> **SET PROBLEM**:
Arrange the material below as a Markdown table with the columns Row and Material Line, one numbered row per line, starting at the line that contains "# test: put a marker on the green" and running through the last line of the material. Leave out blank lines.
------------------------------------------------------------
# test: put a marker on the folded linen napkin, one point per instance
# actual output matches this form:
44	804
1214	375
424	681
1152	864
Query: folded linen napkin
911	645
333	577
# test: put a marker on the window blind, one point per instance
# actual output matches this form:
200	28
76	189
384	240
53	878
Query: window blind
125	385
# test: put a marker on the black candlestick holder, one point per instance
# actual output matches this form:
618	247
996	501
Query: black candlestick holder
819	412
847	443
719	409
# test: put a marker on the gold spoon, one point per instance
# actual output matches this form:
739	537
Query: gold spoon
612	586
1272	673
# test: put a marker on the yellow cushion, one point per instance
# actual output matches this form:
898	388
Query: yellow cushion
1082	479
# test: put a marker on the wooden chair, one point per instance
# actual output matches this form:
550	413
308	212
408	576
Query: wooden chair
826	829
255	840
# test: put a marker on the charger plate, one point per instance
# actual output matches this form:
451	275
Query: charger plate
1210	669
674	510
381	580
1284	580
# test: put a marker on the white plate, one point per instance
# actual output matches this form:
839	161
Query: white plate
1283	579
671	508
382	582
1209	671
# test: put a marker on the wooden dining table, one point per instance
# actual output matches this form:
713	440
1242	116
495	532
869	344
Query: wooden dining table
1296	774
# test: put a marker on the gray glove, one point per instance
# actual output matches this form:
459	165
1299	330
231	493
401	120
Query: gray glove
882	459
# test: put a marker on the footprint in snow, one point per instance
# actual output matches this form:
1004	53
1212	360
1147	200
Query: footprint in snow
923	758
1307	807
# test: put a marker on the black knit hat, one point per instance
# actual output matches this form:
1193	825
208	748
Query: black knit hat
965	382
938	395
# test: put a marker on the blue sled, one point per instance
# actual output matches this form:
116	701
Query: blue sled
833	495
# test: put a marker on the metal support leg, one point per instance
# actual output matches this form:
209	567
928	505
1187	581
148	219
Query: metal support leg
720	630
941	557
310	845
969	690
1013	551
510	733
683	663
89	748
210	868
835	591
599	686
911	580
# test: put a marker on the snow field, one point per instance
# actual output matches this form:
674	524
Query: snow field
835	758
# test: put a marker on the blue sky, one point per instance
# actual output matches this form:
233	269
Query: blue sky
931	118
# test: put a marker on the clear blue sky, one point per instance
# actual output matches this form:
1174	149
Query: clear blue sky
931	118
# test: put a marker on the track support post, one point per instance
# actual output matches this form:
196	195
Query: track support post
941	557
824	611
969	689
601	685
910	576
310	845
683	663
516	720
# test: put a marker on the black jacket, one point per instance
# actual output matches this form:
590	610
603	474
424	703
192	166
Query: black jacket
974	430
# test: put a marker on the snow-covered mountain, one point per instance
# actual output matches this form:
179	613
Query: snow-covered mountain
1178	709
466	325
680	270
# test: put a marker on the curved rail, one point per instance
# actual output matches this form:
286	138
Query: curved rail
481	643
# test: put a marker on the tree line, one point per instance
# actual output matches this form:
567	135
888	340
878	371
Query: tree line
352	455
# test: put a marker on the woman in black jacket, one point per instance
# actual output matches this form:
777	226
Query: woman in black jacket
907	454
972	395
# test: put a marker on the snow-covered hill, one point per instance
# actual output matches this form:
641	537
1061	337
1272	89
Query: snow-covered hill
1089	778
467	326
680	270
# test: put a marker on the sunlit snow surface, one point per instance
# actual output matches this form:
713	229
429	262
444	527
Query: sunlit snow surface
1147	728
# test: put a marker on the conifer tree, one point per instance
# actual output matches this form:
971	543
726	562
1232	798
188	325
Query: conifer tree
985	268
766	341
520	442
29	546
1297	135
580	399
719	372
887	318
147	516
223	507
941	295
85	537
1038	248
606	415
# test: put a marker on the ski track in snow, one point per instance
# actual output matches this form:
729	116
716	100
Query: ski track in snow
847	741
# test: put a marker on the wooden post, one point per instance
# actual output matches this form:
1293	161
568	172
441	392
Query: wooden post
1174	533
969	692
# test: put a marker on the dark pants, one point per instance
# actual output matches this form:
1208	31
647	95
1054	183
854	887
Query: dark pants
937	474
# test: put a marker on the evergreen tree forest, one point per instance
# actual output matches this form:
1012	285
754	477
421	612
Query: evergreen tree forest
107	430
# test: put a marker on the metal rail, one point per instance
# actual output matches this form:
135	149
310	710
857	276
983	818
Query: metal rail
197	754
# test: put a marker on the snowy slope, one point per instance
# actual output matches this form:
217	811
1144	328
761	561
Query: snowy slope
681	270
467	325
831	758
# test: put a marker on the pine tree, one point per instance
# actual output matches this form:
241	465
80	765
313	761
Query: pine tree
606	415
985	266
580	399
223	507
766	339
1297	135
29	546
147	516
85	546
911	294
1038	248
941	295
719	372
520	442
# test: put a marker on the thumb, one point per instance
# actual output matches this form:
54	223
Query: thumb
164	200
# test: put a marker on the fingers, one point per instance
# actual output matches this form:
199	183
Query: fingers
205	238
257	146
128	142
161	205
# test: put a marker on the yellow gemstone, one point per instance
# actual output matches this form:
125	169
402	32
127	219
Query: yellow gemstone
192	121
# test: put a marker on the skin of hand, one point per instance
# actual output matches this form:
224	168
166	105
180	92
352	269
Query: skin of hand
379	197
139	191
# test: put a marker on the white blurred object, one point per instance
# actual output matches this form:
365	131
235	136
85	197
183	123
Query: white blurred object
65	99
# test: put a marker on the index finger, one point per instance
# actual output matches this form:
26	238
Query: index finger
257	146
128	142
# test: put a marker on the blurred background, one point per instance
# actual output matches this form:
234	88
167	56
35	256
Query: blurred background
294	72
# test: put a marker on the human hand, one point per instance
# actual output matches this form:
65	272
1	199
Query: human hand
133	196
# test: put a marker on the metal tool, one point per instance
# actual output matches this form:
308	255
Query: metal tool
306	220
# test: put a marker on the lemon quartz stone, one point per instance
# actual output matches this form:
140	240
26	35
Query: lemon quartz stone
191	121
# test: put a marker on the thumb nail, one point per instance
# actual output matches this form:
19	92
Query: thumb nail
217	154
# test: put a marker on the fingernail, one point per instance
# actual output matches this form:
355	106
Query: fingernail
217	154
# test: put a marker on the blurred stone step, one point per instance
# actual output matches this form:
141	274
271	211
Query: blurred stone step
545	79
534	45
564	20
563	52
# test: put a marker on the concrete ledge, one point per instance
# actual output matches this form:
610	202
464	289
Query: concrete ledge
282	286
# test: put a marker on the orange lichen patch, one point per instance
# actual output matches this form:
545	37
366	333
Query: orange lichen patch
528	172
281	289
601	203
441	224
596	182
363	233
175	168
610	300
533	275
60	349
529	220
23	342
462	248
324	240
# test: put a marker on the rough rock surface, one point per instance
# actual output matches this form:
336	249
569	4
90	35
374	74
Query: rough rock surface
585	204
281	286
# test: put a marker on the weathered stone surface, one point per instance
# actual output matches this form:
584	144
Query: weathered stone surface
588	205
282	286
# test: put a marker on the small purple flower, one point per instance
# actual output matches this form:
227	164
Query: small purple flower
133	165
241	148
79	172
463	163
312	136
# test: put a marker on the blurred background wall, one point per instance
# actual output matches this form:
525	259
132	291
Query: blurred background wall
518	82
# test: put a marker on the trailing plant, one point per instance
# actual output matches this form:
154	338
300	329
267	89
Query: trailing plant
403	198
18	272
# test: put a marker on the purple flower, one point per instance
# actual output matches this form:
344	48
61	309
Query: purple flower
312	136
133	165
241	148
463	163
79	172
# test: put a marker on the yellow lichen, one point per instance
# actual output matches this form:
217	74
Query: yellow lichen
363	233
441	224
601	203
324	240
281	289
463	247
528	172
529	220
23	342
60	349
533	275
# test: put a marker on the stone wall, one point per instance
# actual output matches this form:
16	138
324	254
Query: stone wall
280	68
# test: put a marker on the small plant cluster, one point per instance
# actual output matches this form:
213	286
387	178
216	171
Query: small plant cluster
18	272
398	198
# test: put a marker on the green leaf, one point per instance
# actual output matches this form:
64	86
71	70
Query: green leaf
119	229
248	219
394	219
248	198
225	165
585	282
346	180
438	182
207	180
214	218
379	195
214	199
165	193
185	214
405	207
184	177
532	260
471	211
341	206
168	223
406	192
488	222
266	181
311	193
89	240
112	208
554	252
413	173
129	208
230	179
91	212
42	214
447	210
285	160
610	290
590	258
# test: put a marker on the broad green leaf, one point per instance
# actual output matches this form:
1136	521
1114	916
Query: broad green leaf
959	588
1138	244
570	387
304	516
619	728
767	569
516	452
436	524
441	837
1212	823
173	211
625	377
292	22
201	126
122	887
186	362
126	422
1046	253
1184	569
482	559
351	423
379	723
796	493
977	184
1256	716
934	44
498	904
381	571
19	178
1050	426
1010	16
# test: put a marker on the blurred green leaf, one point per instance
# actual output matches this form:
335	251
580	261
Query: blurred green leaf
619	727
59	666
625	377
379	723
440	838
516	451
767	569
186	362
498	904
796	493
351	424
------------------------------------------------------------
> **RESPONSE TO THIS TASK**:
| Row | Material Line |
|---|---|
| 1 | # test: put a marker on the green leaf, one point per instance |
| 2 | # actual output matches this form: |
| 3 | 64	86 |
| 4 | 71	70 |
| 5 | Query: green leaf |
| 6 | 119	229 |
| 7 | 248	219 |
| 8 | 394	219 |
| 9 | 248	198 |
| 10 | 225	165 |
| 11 | 585	282 |
| 12 | 346	180 |
| 13 | 438	182 |
| 14 | 207	180 |
| 15 | 214	218 |
| 16 | 379	195 |
| 17 | 214	199 |
| 18 | 165	193 |
| 19 | 185	214 |
| 20 | 405	207 |
| 21 | 184	177 |
| 22 | 532	260 |
| 23 | 471	211 |
| 24 | 341	206 |
| 25 | 168	223 |
| 26 | 406	192 |
| 27 | 488	222 |
| 28 | 266	181 |
| 29 | 311	193 |
| 30 | 89	240 |
| 31 | 112	208 |
| 32 | 554	252 |
| 33 | 413	173 |
| 34 | 129	208 |
| 35 | 230	179 |
| 36 | 91	212 |
| 37 | 42	214 |
| 38 | 447	210 |
| 39 | 285	160 |
| 40 | 610	290 |
| 41 | 590	258 |
| 42 | # test: put a marker on the broad green leaf, one point per instance |
| 43 | # actual output matches this form: |
| 44 | 1136	521 |
| 45 | 1114	916 |
| 46 | Query: broad green leaf |
| 47 | 959	588 |
| 48 | 1138	244 |
| 49 | 570	387 |
| 50 | 304	516 |
| 51 | 619	728 |
| 52 | 767	569 |
| 53 | 516	452 |
| 54 | 436	524 |
| 55 | 441	837 |
| 56 | 1212	823 |
| 57 | 173	211 |
| 58 | 625	377 |
| 59 | 292	22 |
| 60 | 201	126 |
| 61 | 122	887 |
| 62 | 186	362 |
| 63 | 126	422 |
| 64 | 1046	253 |
| 65 | 1184	569 |
| 66 | 482	559 |
| 67 | 351	423 |
| 68 | 379	723 |
| 69 | 796	493 |
| 70 | 977	184 |
| 71 | 1256	716 |
| 72 | 934	44 |
| 73 | 498	904 |
| 74 | 381	571 |
| 75 | 19	178 |
| 76 | 1050	426 |
| 77 | 1010	16 |
| 78 | # test: put a marker on the blurred green leaf, one point per instance |
| 79 | # actual output matches this form: |
| 80 | 335	251 |
| 81 | 580	261 |
| 82 | Query: blurred green leaf |
| 83 | 619	727 |
| 84 | 59	666 |
| 85 | 625	377 |
| 86 | 379	723 |
| 87 | 440	838 |
| 88 | 516	451 |
| 89 | 767	569 |
| 90 | 186	362 |
| 91 | 498	904 |
| 92 | 796	493 |
| 93 | 351	424 |